> [What to work on]: Rewrite these records with every "Shelf-audit tagging" changed to "Street-scene tagging" and nothing else altered. Leave the pictures out.

━━━━

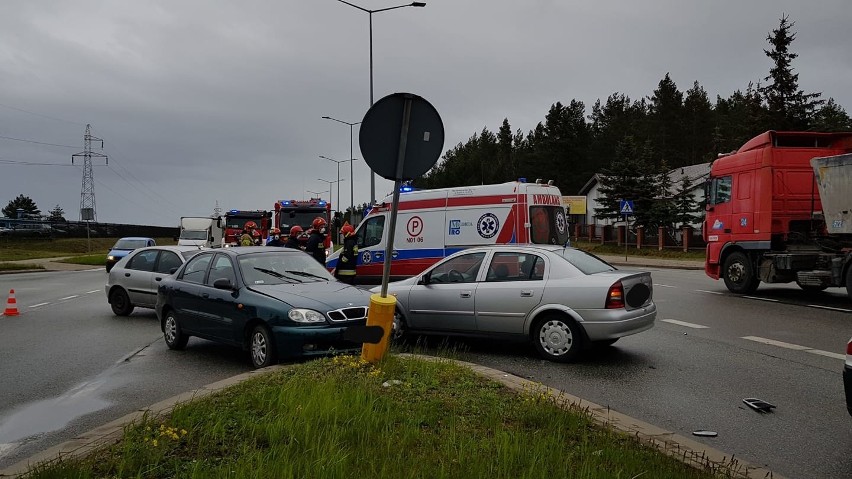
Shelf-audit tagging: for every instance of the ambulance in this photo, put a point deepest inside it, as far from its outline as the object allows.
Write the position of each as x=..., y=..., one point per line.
x=432, y=224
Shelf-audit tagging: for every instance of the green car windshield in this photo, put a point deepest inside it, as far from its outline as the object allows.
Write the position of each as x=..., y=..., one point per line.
x=281, y=267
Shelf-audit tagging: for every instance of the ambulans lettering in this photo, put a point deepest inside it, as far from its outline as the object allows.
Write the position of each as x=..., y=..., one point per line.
x=488, y=225
x=541, y=199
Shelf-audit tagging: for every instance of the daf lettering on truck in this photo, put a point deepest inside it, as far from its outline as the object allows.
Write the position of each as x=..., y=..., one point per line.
x=432, y=224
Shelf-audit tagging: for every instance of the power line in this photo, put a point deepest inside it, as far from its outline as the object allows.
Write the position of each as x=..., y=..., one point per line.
x=31, y=163
x=38, y=142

━━━━

> [The output]:
Street-scene tagging: for every instance of the ambulance in this photo, put a point deepest inside it, as far from its outline as the object allows.
Write the position of each as x=..., y=..., one point per line.
x=432, y=224
Street-scene tagging: for every instance of the green car windshield in this photo, put a point deepest inside it, as far from its outline as the object allows.
Write the position of each as x=..., y=..., one point per line.
x=281, y=267
Street-scene tagging: for every instance of the ambulans lettering in this photo, put a point deepest inside it, as far from its outline as the object allows.
Write the position of each as x=..., y=..., one point per line.
x=488, y=225
x=541, y=199
Street-scene tagging: for every instance of the daf lettering on truck in this photo, put a point deepest inside it, as far from its outline as the object allows.
Write the position of each as x=..., y=..., one point per line.
x=432, y=224
Street-scene tagging: for every instance of the power line in this photo, put a point deepest inside it, as far from its outline as the object allows.
Write the position of each as x=..., y=..., one point per line.
x=31, y=163
x=38, y=142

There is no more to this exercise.